[Entries from a pointing dataset]
════════════════════

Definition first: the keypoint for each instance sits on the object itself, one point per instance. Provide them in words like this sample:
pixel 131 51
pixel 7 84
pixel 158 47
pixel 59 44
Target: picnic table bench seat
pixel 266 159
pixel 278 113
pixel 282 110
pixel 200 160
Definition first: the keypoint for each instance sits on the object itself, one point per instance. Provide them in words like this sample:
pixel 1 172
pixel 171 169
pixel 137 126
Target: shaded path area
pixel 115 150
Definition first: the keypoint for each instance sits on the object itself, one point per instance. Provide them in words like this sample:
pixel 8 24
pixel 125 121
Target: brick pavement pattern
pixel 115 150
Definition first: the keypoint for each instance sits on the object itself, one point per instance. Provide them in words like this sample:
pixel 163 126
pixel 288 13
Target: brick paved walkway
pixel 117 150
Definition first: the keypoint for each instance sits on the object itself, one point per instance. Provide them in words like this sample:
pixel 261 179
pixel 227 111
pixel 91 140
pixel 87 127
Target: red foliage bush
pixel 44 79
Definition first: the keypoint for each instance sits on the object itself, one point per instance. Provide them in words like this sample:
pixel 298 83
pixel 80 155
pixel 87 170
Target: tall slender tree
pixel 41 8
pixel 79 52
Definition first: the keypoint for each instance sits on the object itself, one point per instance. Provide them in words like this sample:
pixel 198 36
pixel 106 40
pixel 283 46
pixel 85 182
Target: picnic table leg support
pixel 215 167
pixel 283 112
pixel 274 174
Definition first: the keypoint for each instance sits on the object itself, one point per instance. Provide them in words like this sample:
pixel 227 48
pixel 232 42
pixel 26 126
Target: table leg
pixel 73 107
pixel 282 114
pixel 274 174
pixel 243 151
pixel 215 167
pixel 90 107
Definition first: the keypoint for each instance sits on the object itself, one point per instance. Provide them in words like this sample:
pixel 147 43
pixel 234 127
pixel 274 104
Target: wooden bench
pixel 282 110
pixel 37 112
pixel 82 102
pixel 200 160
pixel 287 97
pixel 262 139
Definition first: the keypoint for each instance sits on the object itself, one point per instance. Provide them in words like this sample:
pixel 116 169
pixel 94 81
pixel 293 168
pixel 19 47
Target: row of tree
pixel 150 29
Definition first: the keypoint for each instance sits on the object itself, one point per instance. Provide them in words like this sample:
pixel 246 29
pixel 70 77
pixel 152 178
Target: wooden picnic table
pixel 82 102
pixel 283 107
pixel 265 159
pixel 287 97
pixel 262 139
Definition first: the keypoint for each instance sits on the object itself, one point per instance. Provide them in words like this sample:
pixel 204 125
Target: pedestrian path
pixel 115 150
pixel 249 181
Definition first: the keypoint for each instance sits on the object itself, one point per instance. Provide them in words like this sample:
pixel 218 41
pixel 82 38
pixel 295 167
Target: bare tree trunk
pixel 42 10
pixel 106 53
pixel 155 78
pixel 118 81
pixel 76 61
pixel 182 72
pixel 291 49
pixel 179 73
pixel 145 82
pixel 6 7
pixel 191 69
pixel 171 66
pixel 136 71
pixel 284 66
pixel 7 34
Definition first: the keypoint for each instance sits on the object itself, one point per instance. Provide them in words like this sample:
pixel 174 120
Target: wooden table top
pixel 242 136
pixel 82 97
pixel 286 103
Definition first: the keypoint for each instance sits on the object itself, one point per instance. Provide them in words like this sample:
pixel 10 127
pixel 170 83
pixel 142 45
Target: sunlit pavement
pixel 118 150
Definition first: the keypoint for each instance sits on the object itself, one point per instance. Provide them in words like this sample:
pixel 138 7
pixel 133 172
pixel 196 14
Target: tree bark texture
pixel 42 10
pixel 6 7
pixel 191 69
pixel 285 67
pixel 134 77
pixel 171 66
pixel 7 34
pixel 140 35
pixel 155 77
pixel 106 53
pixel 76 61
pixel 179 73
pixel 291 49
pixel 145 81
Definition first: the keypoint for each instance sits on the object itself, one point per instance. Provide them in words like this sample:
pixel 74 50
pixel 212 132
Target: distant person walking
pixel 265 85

════════════════════

* What you need to do: Render the stretch from the start of the records through the line containing "pixel 79 52" as a JSON list of strings, with one string per line and blank lines left out.

* Written answer:
[
  "Definition first: the keypoint for each instance sits on the object itself, one point per instance. Provide them in words like this sample:",
  "pixel 131 51",
  "pixel 7 84",
  "pixel 158 47",
  "pixel 59 44",
  "Target: picnic table bench seat",
  "pixel 266 159",
  "pixel 278 113",
  "pixel 282 110",
  "pixel 200 160",
  "Definition first: the keypoint for each instance sits on the object itself, one point per instance. Provide them in words like this sample:",
  "pixel 1 172",
  "pixel 171 169",
  "pixel 137 126",
  "Target: shaded path area",
  "pixel 115 150",
  "Definition first: the keypoint for each instance sits on the object itself, one point per instance. Provide them in words like this sample:",
  "pixel 8 24",
  "pixel 125 121",
  "Target: brick pavement pattern",
  "pixel 115 150",
  "Definition first: the keypoint for each instance sits on the object itself, one point per instance. Provide them in words like this sample:",
  "pixel 163 126",
  "pixel 288 13",
  "Target: brick paved walkway",
  "pixel 117 150",
  "Definition first: the keypoint for each instance sits on the object itself, one point per instance. Provide them in words like this sample:",
  "pixel 261 179",
  "pixel 227 111",
  "pixel 91 140",
  "pixel 87 127",
  "Target: red foliage bush",
  "pixel 44 79",
  "Definition first: the keypoint for each instance sits on the object itself, one point per instance. Provide them in words like this sample:",
  "pixel 298 83",
  "pixel 80 155",
  "pixel 87 170",
  "Target: tall slender tree",
  "pixel 41 8",
  "pixel 79 52"
]